Eighth Circuit affirms exclusion of juve who moved from Nebraska's sex offender registry

As noted in this prior post last year, a federal judge has blocked Nebraska from putting a 13-year-old boy who moved to the state from Minnesota on its public sex offender registry. Yesterday, an Eighth Circuit panel affirmed this ruling via this opinion which starts this way:

The State of Nebraska, along with the Nebraska State Patrol (NSP) and various state officials (collectively, the State), appeals the district court's grant of summary judgment to A.W. and A.W.'s guardians, John and Jane Doe, enjoining it from applying to A.W. a provision of Nebraska's Sex Offender Registration Act (SORA).  That provision, Neb. Rev. Stat. § 29-4003(1)(a)(iv), applies SORA to any person who, on or after January 1, 1997, "[e]nters the state and is required to register as a sex offender under the laws of another village, town, city, state, territory, commonwealth, or other jurisdiction of the United States."  We hold that this provision does not apply to appellant A.W. and, accordingly, affirm the district court.

The full panel ruling is interesting for how it applied Nebraska's sex offender registry law, but a final footnote highlights some broader constitutional questions the panel saw implicated in the case. Here are excerpts from the footnote:

We note that even if we found "sex offender" to be ambiguous, leaving us with the choice of selecting between two reasonable constructions, one requiring conviction and one not, we would be strongly inclined to affirm the district court.  We believe the application of SORA and its public notification requirement to juveniles adjudicated delinquent in other jurisdictions but not in Nebraska raises serious constitutional concerns under the rights to travel and to equal protection of the laws.  Of the events triggering application of SORA under NSP regulations -- residency, employment, carrying on a vocation, or attending school in Nebraska, 272 Neb. Admin. Code ch. 19 § 003.02 -- it is highly likely a juvenile would be subject to SORA due to residency. This raises troubling implications under the third prong of the right to travel, arising from the Privileges and Immunities and the Privileges or Immunities Clauses of the U.S. Constitution..., as well as under the Equal Protection Clause.  Further, to the extent the purpose of § 29-4003(1)(a)(iv) is to prevent migration into the state of undesirable citizens, application of SORA to A.W. under that provision may raise other constitutional concerns as well. Saenz, 526 U.S. at 503 ("The states have not now, if they ever had, any power to restrict their citizenship to any classes or persons." (quoting Slaughter-House Cases, 83 U.S. 36, 112 (1872) (Bradley, J., dissenting))). Given the choice between two reasonable constructions, we will generally avoid a construction that raises "grave and doubtful constitutional questions." Union Pac. R.R. Co. v. United States Dep't of Homeland Sec., 738 F.3d 885, 892 (8th Cir. 2013).

◆ **WHAT IS ASKED**:
A. Answer these questions using the post about the Eighth Circuit ruling.
(i) From which state did the 13-year-old boy move to Nebraska?
(ii) According to the quoted provision, on or after what date does SORA apply to a person who enters the state?
(iii) Which triggering event does the footnote call the most likely reason a juvenile would be subject to SORA?
B. Rewrite the part of the post about the Eighth Circuit ruling starting with "The State of Nebraska, along" and going on through "accordingly, affirm the district court.", with "guardians" replaced by "parents".

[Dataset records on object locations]
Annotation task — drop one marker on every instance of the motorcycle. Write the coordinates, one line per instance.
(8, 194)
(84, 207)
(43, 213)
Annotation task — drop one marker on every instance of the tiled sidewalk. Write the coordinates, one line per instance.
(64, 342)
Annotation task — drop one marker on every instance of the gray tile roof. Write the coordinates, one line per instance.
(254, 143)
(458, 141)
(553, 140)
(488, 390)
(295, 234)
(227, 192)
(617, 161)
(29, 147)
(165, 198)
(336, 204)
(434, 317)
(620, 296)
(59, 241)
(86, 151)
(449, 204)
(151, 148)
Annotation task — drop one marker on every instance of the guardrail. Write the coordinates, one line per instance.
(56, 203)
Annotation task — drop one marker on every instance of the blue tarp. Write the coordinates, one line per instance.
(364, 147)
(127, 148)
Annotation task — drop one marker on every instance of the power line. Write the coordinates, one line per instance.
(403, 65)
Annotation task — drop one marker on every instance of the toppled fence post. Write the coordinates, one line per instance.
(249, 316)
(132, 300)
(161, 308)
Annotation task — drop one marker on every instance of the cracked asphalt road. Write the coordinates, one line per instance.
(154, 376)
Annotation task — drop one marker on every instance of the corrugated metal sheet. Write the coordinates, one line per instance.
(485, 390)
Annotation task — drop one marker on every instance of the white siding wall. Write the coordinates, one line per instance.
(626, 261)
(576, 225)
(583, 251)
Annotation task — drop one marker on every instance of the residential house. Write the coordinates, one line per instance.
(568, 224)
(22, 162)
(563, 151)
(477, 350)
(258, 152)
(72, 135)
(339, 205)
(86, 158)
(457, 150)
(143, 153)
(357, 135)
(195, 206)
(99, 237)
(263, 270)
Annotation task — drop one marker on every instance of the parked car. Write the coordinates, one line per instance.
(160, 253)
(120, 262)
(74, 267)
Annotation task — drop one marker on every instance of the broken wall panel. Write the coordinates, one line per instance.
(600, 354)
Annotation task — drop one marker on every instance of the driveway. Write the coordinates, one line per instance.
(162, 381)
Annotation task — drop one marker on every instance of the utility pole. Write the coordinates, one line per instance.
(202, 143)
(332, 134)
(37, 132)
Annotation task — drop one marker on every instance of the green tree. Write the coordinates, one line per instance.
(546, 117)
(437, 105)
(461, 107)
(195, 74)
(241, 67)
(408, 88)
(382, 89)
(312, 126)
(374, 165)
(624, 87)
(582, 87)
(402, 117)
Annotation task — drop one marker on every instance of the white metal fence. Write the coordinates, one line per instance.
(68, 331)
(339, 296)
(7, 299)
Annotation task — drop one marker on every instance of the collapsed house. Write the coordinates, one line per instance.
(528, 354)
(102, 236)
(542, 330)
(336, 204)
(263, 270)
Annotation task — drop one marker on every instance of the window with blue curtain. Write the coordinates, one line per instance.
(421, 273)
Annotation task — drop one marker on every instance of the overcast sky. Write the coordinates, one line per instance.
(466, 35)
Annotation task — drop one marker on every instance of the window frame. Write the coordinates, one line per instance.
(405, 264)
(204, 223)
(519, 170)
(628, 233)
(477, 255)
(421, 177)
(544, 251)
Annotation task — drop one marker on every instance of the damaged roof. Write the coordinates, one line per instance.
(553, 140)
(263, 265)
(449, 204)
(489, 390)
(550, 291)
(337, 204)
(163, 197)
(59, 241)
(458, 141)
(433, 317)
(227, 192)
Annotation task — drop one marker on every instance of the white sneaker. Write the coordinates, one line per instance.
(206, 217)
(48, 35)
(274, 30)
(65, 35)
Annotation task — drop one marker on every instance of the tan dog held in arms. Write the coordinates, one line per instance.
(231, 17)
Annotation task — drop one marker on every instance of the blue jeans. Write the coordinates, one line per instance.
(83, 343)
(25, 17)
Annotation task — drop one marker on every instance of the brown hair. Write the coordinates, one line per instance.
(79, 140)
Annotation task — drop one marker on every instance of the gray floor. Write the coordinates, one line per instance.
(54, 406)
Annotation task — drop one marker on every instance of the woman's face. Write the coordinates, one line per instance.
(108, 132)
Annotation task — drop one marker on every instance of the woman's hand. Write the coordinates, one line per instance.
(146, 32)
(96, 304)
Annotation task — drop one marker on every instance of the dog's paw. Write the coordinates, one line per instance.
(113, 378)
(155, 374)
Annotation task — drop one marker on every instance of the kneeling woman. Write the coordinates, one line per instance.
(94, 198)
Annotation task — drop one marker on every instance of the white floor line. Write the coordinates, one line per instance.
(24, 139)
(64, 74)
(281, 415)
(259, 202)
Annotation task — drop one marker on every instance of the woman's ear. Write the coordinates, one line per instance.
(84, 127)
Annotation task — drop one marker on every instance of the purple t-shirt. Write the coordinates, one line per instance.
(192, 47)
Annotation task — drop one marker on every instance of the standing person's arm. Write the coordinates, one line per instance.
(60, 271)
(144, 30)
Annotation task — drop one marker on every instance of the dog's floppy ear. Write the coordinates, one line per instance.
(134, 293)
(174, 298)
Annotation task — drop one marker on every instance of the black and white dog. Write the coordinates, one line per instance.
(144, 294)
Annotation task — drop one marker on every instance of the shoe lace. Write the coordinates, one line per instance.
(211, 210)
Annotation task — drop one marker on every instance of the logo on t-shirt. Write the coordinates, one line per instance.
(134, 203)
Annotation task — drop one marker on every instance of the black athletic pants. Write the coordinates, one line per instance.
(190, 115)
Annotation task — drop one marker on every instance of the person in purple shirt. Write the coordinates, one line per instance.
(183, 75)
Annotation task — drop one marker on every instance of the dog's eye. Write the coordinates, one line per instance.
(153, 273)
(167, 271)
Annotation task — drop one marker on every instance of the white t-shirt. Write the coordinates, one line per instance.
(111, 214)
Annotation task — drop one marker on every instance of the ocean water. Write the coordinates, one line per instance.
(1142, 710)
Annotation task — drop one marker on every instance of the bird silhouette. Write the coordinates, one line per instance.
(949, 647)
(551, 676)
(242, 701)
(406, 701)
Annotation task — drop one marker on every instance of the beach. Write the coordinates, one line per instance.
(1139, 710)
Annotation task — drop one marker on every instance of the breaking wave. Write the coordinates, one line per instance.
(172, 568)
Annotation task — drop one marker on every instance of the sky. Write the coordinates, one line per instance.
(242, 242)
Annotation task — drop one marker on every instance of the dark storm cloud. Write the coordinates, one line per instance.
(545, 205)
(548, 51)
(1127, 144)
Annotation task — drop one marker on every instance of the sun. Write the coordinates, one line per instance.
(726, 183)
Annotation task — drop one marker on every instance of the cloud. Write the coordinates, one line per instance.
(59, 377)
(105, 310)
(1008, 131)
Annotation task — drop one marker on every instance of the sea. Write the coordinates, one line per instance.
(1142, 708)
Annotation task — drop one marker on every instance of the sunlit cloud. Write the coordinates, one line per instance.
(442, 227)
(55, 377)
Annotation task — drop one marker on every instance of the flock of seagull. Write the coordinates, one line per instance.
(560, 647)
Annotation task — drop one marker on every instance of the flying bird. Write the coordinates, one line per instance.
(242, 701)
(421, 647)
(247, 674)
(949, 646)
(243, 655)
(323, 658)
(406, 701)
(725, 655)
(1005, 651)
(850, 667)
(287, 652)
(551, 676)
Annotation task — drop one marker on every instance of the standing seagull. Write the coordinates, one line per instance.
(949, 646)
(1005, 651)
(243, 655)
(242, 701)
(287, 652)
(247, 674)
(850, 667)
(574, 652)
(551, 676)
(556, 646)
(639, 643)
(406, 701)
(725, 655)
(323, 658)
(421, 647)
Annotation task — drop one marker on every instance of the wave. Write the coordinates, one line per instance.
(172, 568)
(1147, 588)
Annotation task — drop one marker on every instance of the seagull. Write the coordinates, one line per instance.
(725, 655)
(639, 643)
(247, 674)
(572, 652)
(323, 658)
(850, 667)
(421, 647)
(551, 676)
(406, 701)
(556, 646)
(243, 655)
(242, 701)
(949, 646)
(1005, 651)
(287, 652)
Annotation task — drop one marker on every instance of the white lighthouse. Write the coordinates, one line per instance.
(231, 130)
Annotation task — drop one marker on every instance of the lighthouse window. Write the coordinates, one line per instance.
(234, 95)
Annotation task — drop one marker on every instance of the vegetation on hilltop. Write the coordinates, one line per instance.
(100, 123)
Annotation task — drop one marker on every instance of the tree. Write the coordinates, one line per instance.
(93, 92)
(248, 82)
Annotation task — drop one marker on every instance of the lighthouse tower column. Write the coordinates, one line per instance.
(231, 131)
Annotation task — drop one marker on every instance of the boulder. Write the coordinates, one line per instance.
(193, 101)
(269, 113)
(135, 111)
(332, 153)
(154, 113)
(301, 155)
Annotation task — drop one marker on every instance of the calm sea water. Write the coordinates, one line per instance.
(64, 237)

◆ **EXPECTED RESULTS**:
A.
(i) Minnesota
(ii) January 1, 1997
(iii) Residency

B.
The State of Nebraska, along with the Nebraska State Patrol (NSP) and various state officials (collectively, the State), appeals the district court's grant of summary judgment to A.W. and A.W.'s parents, John and Jane Doe, enjoining it from applying to A.W. a provision of Nebraska's Sex Offender Registration Act (SORA).  That provision, Neb. Rev. Stat. § 29-4003(1)(a)(iv), applies SORA to any person who, on or after January 1, 1997, "[e]nters the state and is required to register as a sex offender under the laws of another village, town, city, state, territory, commonwealth, or other jurisdiction of the United States."  We hold that this provision does not apply to appellant A.W. and, accordingly, affirm the district court.